**SELECTED EXCERPT**
* Start *

What is the impact of not calling the arguments while calling a function [closed]

As it currently stands, this question is not a good fit for our Q&A format. We expect answers to be supported by facts, references, or expertise, but this question will likely solicit debate, arguments, polling, or extended discussion. If you feel that this question can be improved and possibly reopened, visit the help center for guidance.
Closed 11 years ago.
My question is about the difference between two ways to pass the the arguments of a function
for instance
function1(obj1, obj2, obj3, obj4, obj5)
or
function1(arg1=obj1, arg2=obj2, arg3=obj3, arg4=obj4, arg5=obj5)
Is there a rule/convention/document for that?
I can see at least 2 situations where the first way is not great
If we want to add a new argument, we are forced to add it at the end of the list, which may not great for the common sense (as I like to group arguments that goes together)
The arguments with default have to be put at the end of the list, otherwise you have to input it even if you use the default value.
Any ideas on that?

For me the issue is simple: reproducible results require reproducible and explicit function calls.
In my case, I use named arguments having learned that another person may insert a new parameter in their function if they so choose, which caused my code to break.

* End *

**PROVIDED DATA**
* Start *

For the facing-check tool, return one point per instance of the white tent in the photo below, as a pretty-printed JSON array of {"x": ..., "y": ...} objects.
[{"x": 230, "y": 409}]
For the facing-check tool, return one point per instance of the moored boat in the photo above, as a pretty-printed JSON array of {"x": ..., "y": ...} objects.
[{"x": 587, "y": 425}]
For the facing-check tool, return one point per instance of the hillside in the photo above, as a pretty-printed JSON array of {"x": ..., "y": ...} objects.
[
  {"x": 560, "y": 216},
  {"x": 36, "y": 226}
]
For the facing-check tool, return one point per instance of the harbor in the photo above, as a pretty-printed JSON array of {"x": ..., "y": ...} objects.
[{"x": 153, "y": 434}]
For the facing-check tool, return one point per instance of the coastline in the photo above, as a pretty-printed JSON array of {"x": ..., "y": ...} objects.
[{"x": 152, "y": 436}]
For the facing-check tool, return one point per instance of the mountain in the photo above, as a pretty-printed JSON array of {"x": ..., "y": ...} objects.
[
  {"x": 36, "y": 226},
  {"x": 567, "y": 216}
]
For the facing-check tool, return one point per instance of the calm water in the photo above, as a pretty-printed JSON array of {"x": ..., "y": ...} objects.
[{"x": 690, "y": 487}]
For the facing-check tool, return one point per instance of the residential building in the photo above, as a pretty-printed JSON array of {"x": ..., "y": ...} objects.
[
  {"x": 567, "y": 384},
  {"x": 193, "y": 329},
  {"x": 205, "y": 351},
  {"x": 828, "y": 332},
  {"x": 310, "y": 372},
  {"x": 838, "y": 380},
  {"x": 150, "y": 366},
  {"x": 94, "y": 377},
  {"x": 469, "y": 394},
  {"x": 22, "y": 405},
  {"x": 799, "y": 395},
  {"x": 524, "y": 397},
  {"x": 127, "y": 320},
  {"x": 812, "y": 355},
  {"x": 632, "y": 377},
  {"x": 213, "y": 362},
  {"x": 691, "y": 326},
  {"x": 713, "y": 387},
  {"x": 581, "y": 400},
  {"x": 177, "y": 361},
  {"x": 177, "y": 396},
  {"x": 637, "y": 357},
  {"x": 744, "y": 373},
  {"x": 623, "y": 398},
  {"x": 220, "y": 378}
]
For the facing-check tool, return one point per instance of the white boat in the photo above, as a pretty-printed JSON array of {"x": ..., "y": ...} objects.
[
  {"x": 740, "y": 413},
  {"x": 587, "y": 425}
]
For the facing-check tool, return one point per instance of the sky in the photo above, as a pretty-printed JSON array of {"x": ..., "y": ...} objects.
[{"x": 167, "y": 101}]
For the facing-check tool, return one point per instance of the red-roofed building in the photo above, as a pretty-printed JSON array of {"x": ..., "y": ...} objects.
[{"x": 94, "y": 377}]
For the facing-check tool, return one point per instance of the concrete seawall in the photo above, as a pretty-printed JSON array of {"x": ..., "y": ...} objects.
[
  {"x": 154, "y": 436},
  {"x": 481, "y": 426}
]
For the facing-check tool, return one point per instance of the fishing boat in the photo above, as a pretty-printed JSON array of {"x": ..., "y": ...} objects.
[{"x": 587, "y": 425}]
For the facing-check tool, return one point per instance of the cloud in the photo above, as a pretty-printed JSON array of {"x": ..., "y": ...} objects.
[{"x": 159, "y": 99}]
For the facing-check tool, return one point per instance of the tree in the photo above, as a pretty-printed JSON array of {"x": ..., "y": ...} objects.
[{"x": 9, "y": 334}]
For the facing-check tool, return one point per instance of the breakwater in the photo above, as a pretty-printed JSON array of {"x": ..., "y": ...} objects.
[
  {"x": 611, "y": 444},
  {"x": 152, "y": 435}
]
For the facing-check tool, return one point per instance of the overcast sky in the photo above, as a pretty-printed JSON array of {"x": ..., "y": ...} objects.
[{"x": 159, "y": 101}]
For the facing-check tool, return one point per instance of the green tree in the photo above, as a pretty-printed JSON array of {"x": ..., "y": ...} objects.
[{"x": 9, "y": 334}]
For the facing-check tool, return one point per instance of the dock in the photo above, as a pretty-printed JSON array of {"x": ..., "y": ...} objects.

* End *

**TASKS FOR THIS EXERCISE**
[1] In the thread on passing function arguments, what made the second poster's code break?
[2] According to the closure notice in the thread on passing function arguments, what will the question likely solicit? List every item it names.
[3] Copy from the thread on passing function arguments the passage starting with "Is there a rule/convention/document" and going on through "ideas on that?".
The records play no part in what follows.

**ANSWERS TO THE TASKS**
[1] Another person inserted a new parameter in their function.

[2] debate, arguments, polling, extended discussion

[3]
Is there a rule/convention/document for that?
I can see at least 2 situations where the first way is not great
If we want to add a new argument, we are forced to add it at the end of the list, which may not great for the common sense (as I like to group arguments that goes together)
The arguments with default have to be put at the end of the list, otherwise you have to input it even if you use the default value.
Any ideas on that?